■ What is being asked
With nothing added and nothing dropped, write out all of the entries below.

Region pointing data
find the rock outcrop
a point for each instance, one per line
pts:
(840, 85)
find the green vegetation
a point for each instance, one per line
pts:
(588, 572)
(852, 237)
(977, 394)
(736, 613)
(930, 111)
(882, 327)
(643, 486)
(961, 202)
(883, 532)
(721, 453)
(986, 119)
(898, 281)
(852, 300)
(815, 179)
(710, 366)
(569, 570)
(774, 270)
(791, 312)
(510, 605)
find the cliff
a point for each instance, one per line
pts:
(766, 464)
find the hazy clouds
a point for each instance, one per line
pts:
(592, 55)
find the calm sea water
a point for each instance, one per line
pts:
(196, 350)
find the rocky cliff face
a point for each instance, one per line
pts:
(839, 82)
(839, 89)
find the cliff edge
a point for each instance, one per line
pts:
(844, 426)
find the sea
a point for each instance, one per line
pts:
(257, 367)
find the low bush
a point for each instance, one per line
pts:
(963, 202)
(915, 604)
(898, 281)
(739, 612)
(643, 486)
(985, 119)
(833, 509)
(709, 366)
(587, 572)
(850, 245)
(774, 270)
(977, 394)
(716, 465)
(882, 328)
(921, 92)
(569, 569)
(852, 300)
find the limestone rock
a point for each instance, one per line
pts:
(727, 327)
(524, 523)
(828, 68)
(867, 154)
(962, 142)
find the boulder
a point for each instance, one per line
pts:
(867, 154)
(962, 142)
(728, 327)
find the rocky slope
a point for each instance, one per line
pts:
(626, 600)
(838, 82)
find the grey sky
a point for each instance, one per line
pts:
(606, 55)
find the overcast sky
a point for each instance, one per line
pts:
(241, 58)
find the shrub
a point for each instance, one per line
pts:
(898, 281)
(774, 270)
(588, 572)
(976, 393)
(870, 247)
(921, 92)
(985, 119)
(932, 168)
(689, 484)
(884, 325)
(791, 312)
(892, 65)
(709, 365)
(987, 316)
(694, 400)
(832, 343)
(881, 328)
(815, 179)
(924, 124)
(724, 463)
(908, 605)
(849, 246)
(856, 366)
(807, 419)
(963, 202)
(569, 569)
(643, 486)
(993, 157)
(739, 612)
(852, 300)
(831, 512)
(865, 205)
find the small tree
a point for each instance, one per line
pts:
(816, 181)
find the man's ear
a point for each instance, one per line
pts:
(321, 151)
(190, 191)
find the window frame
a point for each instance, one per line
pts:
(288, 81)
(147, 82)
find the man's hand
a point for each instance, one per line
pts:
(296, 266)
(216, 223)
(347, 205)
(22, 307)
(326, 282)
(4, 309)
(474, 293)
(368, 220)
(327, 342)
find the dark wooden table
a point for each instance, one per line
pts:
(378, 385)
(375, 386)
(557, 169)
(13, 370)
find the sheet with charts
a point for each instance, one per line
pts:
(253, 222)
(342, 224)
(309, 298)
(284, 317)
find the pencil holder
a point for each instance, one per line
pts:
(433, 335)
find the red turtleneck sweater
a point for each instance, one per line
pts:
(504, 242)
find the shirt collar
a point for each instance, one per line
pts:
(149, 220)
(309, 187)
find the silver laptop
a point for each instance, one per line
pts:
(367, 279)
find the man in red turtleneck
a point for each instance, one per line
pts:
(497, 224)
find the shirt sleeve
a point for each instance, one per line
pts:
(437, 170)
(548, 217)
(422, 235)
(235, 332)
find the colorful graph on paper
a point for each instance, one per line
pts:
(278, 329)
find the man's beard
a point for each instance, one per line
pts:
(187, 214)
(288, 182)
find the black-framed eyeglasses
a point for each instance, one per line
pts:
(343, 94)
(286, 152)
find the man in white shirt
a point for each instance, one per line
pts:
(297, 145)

■ Output of the exercise
find the rock outcrop
a point for each instance, one per line
pts:
(840, 85)
find the green vegetation
a point for each instance, one per line
pts:
(588, 572)
(852, 237)
(977, 394)
(736, 613)
(930, 111)
(882, 327)
(643, 486)
(961, 202)
(883, 532)
(721, 453)
(986, 119)
(898, 281)
(852, 300)
(815, 179)
(710, 366)
(569, 570)
(774, 270)
(791, 312)
(510, 605)
find the cliff
a point for each instance, one per line
pts:
(766, 464)
find the hazy clouds
a point for each instance, one per line
pts:
(592, 55)
find the calm sea water
a point for each instance, one per line
pts:
(196, 350)
find the rocky cliff face
a point for each instance, one per line
pts:
(839, 82)
(839, 89)
find the cliff edge
a point for each instance, one per line
pts:
(844, 426)
find the sea
a point for each instance, one per line
pts:
(257, 367)
find the low bush
a point for each instance, one per line
pts:
(963, 202)
(915, 604)
(898, 281)
(739, 612)
(643, 486)
(985, 119)
(833, 509)
(709, 366)
(587, 572)
(850, 245)
(774, 270)
(977, 394)
(716, 465)
(882, 328)
(921, 92)
(569, 569)
(852, 300)
find the limestone rock
a point for each instance, one per line
pts:
(727, 327)
(524, 523)
(828, 68)
(867, 154)
(962, 142)
find the boulder
a point for each instance, one per line
pts:
(867, 154)
(962, 142)
(728, 327)
find the rocky slope
a point for each instance, one per line
pts:
(626, 600)
(838, 82)
find the grey sky
a point for each instance, one per line
pts:
(606, 55)
find the overcast sky
a point for each instance, one per line
pts:
(241, 58)
find the shrub
a point for each instance, one per line
pts:
(898, 281)
(774, 270)
(588, 572)
(976, 393)
(870, 247)
(921, 92)
(985, 119)
(932, 168)
(689, 484)
(884, 325)
(791, 312)
(892, 65)
(709, 365)
(987, 316)
(694, 400)
(832, 343)
(881, 328)
(815, 179)
(924, 124)
(724, 463)
(908, 605)
(849, 246)
(856, 366)
(807, 419)
(963, 202)
(569, 569)
(643, 486)
(993, 157)
(739, 612)
(852, 300)
(831, 512)
(865, 205)
find the small tree
a point for each instance, one per line
pts:
(816, 181)
find the man's ear
a point for each instance, one per line
pts:
(321, 151)
(190, 191)
find the window frame
a point for each instance, one per line
pts:
(288, 81)
(147, 82)
find the man's hand
a point for each instance, one per line
pts:
(296, 266)
(216, 223)
(347, 205)
(22, 307)
(326, 282)
(4, 309)
(474, 293)
(368, 220)
(327, 342)
find the dark wooden table
a point for each instance, one per line
pts:
(378, 385)
(375, 386)
(557, 169)
(13, 370)
find the sheet with charts
a point for each instance, one per line
pts:
(253, 222)
(342, 224)
(309, 298)
(284, 317)
find the pencil holder
a point for each instance, one per line
pts:
(433, 335)
find the red turtleneck sweater
a point for each instance, one per line
pts:
(504, 242)
find the shirt collar
a point for each instance, one per line
pts:
(149, 220)
(309, 187)
find the silver laptop
a point for each instance, one per line
pts:
(367, 279)
find the man in red turtleneck
a point for each instance, one per line
pts:
(497, 224)
find the shirt sleeve
a point for each instance, one per line
pts:
(437, 170)
(548, 217)
(422, 235)
(235, 332)
find the colorful graph on paper
a point for each instance, one per line
pts:
(278, 329)
find the man's beard
a point for each instance, one per line
pts:
(187, 214)
(288, 182)
find the black-framed eyeglasses
a point for each instance, one per line
pts:
(343, 94)
(286, 152)
find the man in white shirt
a point for each instance, one per line
pts:
(297, 145)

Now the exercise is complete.